═════ DATA LISTING

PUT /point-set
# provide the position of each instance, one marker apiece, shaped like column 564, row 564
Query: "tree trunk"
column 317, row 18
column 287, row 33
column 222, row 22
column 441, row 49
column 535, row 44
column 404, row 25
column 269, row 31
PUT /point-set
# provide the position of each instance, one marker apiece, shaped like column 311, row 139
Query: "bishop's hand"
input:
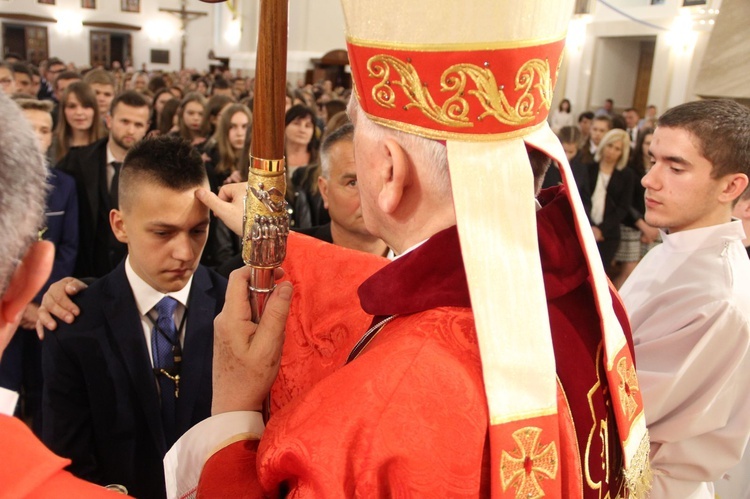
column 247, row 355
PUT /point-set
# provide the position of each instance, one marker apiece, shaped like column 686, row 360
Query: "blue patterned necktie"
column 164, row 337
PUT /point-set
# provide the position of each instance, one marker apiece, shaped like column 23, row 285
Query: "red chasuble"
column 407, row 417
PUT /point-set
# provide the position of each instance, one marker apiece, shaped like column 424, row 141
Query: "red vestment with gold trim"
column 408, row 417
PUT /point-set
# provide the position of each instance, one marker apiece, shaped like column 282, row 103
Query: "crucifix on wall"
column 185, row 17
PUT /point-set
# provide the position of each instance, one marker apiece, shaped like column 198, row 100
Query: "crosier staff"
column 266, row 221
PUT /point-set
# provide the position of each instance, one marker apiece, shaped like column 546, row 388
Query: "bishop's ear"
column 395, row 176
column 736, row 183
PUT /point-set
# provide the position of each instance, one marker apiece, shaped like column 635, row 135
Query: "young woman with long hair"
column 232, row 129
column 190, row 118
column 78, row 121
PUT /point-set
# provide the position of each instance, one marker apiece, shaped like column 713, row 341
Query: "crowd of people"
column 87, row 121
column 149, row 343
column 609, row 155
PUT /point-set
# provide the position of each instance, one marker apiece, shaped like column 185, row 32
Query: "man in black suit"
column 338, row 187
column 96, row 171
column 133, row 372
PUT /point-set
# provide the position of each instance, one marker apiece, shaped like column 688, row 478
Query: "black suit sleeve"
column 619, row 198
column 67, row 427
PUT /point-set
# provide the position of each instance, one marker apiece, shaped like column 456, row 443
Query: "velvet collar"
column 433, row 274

══════════
═════ DATA LISTING

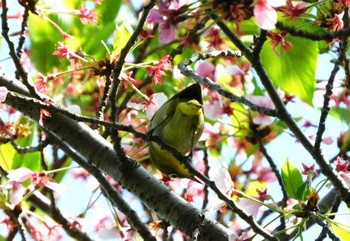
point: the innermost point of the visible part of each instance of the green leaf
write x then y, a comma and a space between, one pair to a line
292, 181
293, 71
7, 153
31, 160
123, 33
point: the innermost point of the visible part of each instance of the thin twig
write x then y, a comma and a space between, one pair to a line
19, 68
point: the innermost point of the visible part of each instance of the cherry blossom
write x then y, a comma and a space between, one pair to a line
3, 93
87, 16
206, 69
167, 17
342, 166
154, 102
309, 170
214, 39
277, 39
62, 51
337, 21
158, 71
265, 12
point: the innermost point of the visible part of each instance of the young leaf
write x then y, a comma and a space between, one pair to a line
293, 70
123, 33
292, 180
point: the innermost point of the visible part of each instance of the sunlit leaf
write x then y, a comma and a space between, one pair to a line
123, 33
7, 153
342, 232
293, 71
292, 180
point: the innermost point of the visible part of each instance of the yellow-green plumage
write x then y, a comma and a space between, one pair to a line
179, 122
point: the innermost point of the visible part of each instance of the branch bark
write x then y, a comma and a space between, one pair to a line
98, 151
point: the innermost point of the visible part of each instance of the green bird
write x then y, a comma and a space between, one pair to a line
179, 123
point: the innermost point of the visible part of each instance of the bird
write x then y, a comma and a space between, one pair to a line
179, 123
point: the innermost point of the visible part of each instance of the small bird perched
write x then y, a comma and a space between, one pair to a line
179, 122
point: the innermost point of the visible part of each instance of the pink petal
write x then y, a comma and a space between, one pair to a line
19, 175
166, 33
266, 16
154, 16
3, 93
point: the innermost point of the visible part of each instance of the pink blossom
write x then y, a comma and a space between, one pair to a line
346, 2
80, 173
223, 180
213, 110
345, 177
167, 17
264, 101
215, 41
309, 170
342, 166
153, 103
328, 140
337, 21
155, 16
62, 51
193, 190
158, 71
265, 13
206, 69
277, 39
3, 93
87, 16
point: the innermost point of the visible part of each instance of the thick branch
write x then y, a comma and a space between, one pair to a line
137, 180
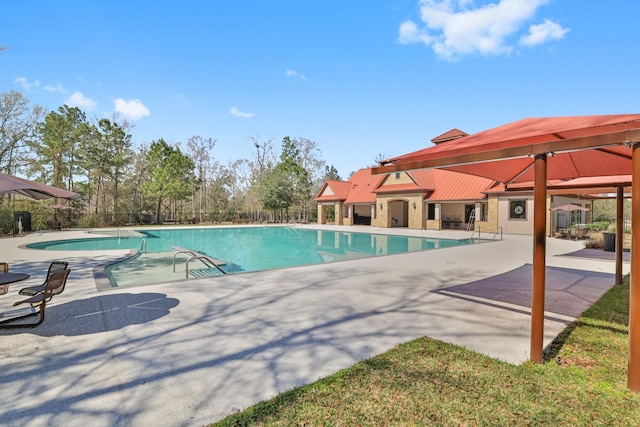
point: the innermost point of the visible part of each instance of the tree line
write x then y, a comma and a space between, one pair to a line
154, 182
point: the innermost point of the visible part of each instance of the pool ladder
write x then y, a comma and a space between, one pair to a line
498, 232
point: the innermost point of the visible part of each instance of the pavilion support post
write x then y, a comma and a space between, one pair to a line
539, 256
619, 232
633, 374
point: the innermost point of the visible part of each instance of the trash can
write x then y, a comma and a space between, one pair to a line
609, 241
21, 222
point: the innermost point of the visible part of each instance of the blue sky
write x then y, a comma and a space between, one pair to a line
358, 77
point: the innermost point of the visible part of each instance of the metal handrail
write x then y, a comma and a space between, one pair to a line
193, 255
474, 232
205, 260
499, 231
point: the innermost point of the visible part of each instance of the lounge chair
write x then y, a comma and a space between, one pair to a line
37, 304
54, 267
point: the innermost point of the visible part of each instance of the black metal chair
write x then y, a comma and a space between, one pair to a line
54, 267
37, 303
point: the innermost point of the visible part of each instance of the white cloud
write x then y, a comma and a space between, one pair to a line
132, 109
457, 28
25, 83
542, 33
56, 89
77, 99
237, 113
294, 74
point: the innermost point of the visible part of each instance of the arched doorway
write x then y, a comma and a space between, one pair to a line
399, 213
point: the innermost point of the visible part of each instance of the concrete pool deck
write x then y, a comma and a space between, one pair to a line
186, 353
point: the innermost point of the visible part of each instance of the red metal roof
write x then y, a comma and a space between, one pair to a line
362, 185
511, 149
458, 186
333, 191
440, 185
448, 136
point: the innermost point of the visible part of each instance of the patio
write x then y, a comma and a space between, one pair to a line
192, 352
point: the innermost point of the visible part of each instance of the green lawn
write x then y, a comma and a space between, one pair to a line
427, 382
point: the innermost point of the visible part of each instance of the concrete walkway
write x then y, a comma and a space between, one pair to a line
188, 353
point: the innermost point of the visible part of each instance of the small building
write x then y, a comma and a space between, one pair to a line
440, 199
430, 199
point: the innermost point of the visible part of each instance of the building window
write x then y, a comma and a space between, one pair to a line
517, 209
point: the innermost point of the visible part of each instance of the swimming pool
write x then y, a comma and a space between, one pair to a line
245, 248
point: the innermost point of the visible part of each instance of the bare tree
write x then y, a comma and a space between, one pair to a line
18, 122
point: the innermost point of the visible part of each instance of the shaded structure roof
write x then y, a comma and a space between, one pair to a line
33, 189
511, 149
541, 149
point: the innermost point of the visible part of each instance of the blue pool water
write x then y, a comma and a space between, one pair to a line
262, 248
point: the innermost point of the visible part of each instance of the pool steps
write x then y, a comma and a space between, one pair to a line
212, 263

══════════

WHAT THIS TASK INVOLVES:
Copy each line holding the word "pink" from the listing above.

RESPONSE BOX:
point: the innermost point of the visible part of each instance of the pink petal
point: the innermost point of the visible part of each instance of the pink blossom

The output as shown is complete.